● PAGE TEXT
+ + + +

Most of us are familiar with the term “grandfathered in” that indicates an exemption from some new rule or law that has been enacted. Merriam-Webster defines the grandfather clause:
“Law: a part of a law which says that the law does not apply to certain people and things because of conditions that existed before the law was passed”
But where does this term come from? And does it really matter who your grandfather is, or was?
Not long before the mid-term elections, we found this intriguing article written in 1914 by the former Director of the Census, E. Dana Durand.
In this excerpt, Durand looks at census data to explain who the American voter is. He begins with a general introduction to voter requirements and how individual states in various regions of the country determine who can vote. Durand observes that in the North and the West, the number of eligible voters is about the same as the number of adult males, or—where women can vote—the combined number of adult males and females.
However, the South is an entirely different story.

+ + + +

● DATA SUPPLIED
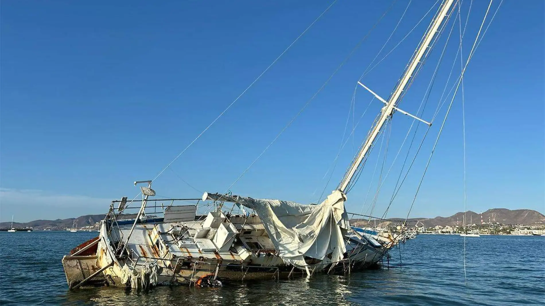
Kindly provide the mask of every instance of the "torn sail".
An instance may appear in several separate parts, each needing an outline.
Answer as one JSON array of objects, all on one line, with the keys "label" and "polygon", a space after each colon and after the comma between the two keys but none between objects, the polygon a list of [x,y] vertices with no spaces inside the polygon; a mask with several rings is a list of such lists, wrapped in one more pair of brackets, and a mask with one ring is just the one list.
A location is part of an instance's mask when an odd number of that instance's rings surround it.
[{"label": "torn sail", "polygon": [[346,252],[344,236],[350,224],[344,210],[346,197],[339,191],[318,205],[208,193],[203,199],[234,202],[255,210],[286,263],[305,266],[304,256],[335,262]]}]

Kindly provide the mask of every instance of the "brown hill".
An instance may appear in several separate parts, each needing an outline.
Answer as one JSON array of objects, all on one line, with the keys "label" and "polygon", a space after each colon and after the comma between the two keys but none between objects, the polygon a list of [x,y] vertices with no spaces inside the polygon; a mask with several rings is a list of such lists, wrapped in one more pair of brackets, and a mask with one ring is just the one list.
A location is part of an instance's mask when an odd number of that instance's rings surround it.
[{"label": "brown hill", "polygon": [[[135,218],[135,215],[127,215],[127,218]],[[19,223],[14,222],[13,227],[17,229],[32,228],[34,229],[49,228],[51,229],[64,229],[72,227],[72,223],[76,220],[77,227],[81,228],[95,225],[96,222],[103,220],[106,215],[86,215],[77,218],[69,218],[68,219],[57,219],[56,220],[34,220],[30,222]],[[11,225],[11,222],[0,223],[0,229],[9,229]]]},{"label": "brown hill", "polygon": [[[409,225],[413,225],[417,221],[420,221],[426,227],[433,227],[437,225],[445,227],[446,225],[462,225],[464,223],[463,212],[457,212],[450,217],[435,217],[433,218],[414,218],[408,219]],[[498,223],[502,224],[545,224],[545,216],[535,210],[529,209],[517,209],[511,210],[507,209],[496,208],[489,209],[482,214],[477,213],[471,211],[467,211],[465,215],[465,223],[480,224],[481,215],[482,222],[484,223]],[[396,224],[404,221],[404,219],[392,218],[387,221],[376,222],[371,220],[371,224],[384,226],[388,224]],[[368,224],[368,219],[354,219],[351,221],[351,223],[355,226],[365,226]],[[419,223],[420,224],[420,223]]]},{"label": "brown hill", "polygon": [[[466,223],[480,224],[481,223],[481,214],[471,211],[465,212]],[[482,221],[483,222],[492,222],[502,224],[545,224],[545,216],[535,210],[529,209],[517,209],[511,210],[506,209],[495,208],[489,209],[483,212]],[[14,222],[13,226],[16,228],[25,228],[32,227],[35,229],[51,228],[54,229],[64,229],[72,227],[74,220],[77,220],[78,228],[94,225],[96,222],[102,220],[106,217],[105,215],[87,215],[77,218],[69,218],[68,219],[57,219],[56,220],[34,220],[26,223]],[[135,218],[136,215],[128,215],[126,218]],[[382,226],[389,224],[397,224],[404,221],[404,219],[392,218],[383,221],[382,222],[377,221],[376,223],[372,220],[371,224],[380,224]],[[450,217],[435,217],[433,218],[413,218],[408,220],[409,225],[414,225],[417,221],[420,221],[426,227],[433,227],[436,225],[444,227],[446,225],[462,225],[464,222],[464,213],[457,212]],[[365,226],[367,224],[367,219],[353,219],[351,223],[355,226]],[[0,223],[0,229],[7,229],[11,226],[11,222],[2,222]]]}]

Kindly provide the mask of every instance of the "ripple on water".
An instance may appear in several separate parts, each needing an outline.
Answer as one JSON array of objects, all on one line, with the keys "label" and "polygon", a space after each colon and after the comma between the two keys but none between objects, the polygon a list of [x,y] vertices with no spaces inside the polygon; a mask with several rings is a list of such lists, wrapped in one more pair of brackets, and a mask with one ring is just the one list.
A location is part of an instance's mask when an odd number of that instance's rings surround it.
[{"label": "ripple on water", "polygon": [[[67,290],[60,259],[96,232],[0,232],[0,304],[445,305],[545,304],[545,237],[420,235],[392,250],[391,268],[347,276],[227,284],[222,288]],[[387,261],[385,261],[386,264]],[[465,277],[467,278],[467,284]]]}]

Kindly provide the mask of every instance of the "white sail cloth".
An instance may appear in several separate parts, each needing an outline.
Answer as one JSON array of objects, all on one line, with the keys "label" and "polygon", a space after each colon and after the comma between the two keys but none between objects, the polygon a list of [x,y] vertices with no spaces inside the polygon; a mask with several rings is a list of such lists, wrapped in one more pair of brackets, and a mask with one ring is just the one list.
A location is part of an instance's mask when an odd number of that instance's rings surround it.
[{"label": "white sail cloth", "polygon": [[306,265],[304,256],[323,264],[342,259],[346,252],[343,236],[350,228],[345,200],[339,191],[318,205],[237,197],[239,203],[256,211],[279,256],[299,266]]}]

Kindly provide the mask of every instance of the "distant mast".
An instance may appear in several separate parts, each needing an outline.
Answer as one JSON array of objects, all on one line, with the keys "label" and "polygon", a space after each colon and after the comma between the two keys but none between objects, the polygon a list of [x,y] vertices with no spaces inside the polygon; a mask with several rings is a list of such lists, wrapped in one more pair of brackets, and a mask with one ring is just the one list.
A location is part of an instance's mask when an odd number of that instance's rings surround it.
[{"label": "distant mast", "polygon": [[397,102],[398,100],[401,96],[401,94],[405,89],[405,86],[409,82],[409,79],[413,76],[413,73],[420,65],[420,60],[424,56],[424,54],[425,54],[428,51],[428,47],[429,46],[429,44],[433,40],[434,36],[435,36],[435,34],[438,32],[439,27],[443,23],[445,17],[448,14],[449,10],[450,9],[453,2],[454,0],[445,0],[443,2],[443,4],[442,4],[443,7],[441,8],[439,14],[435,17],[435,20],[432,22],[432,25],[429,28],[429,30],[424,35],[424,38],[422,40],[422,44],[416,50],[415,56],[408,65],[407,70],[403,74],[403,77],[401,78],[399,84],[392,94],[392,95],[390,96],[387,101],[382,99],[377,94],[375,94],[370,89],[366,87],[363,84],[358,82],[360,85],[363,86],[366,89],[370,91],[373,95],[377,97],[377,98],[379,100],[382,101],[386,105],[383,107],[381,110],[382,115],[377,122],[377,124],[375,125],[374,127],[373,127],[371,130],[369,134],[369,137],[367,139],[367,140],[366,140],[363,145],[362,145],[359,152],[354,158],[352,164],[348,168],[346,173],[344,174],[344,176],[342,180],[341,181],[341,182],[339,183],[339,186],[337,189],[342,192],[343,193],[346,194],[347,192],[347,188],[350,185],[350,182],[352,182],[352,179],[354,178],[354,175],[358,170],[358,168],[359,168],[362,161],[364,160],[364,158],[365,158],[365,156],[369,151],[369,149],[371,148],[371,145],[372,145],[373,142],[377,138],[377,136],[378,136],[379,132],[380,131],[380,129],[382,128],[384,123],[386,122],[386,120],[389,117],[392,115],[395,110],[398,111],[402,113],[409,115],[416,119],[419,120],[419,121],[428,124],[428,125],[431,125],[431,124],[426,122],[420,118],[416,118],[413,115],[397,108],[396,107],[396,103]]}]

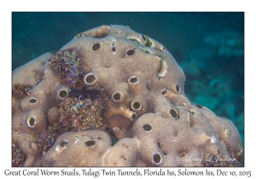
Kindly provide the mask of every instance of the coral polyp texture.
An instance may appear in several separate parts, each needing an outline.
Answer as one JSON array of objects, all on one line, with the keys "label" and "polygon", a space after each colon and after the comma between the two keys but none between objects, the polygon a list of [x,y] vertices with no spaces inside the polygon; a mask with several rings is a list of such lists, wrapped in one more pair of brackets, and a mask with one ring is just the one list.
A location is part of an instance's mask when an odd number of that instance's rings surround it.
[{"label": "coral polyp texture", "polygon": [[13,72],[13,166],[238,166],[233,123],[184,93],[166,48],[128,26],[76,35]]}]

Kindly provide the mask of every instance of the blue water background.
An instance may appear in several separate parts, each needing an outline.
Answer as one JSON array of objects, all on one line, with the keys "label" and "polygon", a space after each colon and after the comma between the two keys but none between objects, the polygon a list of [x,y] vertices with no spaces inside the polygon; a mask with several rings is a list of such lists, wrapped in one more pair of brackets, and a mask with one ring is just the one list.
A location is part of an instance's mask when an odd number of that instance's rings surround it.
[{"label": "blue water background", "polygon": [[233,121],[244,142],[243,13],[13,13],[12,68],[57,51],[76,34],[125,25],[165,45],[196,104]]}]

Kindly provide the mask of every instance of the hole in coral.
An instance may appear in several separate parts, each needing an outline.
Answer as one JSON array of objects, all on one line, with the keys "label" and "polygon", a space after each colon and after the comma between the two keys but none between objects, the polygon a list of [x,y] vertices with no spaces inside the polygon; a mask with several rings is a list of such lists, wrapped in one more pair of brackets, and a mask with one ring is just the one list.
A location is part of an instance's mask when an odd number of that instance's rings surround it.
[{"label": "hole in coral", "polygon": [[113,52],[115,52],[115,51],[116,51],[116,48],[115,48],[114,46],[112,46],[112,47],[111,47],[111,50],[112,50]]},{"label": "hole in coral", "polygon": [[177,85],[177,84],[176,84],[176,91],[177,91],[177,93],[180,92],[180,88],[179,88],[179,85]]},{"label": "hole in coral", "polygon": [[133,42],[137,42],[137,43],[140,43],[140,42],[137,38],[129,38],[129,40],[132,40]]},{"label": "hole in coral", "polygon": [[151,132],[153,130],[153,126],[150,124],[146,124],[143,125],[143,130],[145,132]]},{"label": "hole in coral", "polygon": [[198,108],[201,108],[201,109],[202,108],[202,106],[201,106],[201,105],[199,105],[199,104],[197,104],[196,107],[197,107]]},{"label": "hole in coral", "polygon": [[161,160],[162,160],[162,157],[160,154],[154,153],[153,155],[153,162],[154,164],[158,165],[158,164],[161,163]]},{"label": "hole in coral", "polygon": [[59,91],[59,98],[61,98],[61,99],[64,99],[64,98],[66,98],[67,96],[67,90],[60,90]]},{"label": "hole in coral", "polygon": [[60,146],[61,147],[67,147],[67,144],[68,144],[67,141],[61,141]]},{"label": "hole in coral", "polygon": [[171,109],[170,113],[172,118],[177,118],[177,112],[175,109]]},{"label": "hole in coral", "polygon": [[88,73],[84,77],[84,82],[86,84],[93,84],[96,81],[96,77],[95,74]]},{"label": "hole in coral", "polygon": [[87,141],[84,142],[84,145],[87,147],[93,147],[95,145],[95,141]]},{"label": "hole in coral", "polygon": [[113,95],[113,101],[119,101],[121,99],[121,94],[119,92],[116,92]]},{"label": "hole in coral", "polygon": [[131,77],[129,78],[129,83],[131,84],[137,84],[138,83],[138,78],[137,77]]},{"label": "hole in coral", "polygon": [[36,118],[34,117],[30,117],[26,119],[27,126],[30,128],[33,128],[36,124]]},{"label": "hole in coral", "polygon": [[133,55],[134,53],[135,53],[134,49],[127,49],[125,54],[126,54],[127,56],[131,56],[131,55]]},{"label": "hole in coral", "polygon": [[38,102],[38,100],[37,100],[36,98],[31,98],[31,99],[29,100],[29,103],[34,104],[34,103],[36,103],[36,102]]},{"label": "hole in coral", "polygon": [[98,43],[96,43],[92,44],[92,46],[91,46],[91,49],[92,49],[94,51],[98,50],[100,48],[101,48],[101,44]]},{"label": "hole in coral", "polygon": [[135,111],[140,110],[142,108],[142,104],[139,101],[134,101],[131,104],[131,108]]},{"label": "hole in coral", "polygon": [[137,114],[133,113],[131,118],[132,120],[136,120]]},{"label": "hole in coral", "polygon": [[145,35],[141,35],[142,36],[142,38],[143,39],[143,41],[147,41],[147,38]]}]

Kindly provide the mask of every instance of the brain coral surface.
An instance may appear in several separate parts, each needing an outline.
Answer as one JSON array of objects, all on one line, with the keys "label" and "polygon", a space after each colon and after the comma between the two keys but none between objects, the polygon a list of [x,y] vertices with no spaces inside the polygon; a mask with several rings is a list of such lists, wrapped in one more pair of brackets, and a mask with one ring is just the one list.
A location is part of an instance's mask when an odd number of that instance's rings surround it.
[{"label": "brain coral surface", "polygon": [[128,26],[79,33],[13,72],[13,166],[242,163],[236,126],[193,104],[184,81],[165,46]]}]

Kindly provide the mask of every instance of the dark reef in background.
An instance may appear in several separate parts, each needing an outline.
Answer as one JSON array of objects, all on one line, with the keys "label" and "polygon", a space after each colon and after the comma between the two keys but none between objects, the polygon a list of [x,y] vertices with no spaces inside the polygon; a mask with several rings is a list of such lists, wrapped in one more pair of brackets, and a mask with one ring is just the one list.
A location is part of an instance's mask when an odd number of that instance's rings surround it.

+ + + +

● TASKS TO CARRY OUT
a – In the grandfather clause article, who wrote the 1914 piece on the American voter, and what post had he held?
b – According to the grandfather clause article, why does the number of eligible voters in some parts of the North and the West match the combined number of adult males and females instead of adult males alone?
The records are separate material and have no connection to the grandfather clause article.

● SET OF ANSWERS
a – E. Dana Durand, the former Director of the Census.

b – In those places, women can vote, so the eligible voters include adult women as well as adult men. Elsewhere in the North and the West, the number of eligible voters is about the same as the number of adult males.